### Supplied text:
╔══
As the England innings went on, we reduced our estimates of what a par score might be. In the end Chas reckoned 225 and I reckoned 240, so when the England innings closed at 228, we agreed that we should have a good match on our hands.
The interval entertainment was a gospel choir singing some soul and gospel standards at high volume and with great intensity. Far more to our taste than the usual test match fare of marching bands, bagpipe bands or Yorkshire Tea folk with tea mugs on their heads and brass instruments in their mouths.
While Chas and Dot were taking a stroll in the interval, Daisy wanted to take a double selfie in similar style to the one she took at the test match two week’s previously.
Easier said than done, this selfie business, especially the double-selfie. After about five attempts I was getting a little exasperated, although I’m sure it didn’t show on my face…
…and soon we were both seeing the funny side of it:
Strangely, I chose the above photo (from a batch of many) without noticing the blue-shirted gentleman and his daughter behind us in just that one picture.
About five minutes after Janie took that photo, when she popped out briefly and just before Chas and Dot returned, I heard someone bellow, “IAN” at high volume. I turned around and saw the blue-shirted gentleman waving at me.
“Hello Ian,” he said as I wandered up to speak with him, “I’m Jeff Tye’s son”.
“Chris!”, I said, “it’s been years and years. How did you recognise me?”
“I wasn’t 100% sure, but I knew that, if it was you, you’d turn around if I shouted out your name loud enough.”
╚══
### Given records:
╔══
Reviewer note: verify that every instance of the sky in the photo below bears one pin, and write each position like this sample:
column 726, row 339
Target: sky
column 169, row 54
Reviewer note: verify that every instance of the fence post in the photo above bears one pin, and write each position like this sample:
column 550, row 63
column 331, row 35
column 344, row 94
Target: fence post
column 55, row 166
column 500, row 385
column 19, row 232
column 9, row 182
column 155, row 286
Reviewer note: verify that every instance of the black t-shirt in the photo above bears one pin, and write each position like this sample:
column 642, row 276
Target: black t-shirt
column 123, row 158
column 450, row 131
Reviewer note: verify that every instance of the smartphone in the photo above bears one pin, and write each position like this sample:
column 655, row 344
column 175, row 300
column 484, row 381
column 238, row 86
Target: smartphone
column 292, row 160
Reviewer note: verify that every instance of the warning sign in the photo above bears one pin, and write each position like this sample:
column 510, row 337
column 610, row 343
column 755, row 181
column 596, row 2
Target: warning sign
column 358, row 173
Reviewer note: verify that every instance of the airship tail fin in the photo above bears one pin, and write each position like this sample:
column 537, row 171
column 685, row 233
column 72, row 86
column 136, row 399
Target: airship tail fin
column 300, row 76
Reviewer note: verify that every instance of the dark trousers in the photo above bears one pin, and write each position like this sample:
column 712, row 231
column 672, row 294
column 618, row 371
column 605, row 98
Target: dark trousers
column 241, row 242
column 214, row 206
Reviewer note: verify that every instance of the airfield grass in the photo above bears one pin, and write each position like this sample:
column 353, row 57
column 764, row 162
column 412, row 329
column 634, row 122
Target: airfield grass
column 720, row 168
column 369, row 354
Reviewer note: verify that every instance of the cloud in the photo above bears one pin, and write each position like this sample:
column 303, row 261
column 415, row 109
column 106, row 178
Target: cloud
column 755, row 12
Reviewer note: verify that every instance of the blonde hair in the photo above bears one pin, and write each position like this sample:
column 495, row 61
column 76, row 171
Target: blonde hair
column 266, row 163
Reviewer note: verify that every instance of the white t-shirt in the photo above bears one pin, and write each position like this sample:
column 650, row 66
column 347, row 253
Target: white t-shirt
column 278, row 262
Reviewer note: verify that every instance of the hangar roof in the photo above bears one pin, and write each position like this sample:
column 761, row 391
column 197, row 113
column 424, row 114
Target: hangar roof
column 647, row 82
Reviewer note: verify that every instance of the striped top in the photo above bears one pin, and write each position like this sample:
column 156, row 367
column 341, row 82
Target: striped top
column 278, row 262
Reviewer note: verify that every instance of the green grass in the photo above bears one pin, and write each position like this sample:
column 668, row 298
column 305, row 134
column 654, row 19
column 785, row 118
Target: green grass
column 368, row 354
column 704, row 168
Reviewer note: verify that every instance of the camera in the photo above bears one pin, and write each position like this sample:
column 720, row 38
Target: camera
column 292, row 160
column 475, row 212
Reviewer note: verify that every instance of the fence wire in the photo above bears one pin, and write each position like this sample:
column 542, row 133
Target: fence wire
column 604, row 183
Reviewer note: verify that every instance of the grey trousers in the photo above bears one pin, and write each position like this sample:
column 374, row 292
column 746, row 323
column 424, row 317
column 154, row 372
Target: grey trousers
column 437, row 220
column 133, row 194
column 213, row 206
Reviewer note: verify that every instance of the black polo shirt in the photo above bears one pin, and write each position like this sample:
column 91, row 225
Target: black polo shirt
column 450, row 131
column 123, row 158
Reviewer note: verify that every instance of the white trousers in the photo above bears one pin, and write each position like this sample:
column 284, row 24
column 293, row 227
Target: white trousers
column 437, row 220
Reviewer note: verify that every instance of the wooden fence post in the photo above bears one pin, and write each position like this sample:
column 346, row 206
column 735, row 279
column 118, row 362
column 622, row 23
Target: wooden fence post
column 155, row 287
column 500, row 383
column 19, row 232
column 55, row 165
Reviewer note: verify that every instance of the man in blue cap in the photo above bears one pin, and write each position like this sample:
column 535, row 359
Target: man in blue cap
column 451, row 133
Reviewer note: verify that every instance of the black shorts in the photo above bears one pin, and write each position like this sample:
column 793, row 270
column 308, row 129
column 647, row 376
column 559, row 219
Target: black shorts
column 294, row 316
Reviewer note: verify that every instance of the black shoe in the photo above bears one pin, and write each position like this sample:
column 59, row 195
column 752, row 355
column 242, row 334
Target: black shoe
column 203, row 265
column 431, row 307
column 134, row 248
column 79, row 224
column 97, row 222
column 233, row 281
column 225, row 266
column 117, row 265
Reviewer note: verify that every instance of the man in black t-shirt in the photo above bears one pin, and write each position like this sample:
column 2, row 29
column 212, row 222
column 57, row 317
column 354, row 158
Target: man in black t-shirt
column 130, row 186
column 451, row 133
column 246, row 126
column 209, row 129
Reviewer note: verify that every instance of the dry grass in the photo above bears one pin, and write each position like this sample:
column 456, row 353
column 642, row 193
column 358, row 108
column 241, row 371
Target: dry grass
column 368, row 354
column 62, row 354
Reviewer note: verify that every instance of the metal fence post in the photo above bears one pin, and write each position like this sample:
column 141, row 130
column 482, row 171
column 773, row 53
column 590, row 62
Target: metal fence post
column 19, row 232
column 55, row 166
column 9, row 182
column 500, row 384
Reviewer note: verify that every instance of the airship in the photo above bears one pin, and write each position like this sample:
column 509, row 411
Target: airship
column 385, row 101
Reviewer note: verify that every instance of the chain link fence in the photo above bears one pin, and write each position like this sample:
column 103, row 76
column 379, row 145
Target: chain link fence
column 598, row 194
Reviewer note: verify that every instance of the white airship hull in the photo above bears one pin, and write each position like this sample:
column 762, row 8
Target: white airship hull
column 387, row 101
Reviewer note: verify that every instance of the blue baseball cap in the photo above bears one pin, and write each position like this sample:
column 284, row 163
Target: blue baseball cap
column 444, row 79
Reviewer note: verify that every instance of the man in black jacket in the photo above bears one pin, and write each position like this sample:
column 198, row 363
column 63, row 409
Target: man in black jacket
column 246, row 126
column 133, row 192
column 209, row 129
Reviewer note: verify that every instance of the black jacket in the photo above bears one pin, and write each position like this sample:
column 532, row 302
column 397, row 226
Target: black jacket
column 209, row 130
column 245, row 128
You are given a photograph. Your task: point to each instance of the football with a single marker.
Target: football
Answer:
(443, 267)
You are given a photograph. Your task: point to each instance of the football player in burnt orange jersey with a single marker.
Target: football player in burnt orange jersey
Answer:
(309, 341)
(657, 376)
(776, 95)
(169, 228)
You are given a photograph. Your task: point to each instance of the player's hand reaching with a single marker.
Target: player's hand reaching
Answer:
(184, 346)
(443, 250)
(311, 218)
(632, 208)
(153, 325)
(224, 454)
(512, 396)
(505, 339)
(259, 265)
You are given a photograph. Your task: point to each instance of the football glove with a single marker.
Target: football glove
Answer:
╚══
### Description of the task:
In the cricket match account, what total did the England innings close at? The records are drawn from a separate source unrelated to the cricket match account.

### Exercise solution:
228